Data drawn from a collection

begin

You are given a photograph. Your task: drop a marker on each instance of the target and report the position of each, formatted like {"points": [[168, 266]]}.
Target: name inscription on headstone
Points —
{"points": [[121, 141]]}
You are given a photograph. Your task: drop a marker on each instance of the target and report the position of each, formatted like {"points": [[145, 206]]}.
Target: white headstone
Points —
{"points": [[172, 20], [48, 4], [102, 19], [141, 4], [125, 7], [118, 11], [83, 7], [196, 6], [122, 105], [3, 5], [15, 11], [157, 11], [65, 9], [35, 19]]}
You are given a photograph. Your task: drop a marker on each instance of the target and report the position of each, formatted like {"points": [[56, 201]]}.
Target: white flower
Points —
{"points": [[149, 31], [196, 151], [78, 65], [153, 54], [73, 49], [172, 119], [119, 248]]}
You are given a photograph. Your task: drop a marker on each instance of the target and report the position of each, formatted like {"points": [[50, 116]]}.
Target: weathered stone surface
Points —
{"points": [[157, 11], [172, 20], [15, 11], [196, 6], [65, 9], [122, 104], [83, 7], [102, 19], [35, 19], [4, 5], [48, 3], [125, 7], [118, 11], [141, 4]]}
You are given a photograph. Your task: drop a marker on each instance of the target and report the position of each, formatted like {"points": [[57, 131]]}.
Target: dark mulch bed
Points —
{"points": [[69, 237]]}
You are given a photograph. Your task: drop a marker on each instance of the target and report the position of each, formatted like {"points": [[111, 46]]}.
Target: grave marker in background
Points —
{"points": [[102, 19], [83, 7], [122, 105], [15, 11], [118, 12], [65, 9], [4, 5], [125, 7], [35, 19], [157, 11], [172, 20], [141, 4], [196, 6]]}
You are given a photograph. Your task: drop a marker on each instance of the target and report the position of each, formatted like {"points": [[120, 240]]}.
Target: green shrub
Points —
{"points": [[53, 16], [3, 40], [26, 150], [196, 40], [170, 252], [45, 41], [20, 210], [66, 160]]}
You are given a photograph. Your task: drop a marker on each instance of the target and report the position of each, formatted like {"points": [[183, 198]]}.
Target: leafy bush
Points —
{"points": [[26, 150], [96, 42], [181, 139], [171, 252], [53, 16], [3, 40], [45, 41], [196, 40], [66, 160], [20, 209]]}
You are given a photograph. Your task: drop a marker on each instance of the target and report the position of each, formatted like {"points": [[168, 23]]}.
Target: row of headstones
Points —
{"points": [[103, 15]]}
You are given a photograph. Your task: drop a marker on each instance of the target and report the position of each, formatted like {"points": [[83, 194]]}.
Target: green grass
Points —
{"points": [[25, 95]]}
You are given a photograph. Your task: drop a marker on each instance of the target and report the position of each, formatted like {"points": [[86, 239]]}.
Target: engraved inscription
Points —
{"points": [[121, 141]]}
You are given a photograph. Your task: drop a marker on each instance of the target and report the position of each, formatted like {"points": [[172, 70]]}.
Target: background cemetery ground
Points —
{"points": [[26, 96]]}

end

Please locate every line in the items above that contains the word "task", and copy each of those lines.

You are given a photograph. Your task: drop a marker on each instance of the target and report the position of each, formatted like {"points": [[168, 266]]}.
You are given a photograph. Your task: drop a marker on each instance of the target and report the position of each, formatted like {"points": [[145, 206]]}.
You are given a photograph. Your task: drop a marker on each instance of the target and report the position of each, formatted like {"points": [[56, 201]]}.
You are given a photograph. Your task: drop a marker on each instance of the target and report the position of each, formatted like {"points": [[50, 116]]}.
You are given a photograph. Your task: drop a marker on each instance of the target and report the position of each, formatted like {"points": [[57, 131]]}.
You are given a photograph. Your task: drop a marker on each instance of the target and report the position of each, formatted like {"points": [[111, 46]]}.
You are given a photograph. Your task: drop a marker on each instance of the target and report the position of each, formatted like {"points": [[120, 240]]}.
You are given a photograph. Your task: drop a marker on each instance of the target and report the position of each, formatted like {"points": [[183, 198]]}.
You are given a photograph. Your task: drop a marker on each instance of the target and report the position of each, formatted like {"points": [[168, 23]]}.
You are given a photograph. Your task: drop a marker on each instance of the target and report the position of each, formatted like {"points": [[83, 194]]}.
You are given a photograph. Your task: drop a marker on each instance of the target and report the position of each, formatted like {"points": [[86, 239]]}.
You are given a photograph. Your task: drop a marker on each instance of the target and report the position of each, formatted like {"points": [[172, 70]]}.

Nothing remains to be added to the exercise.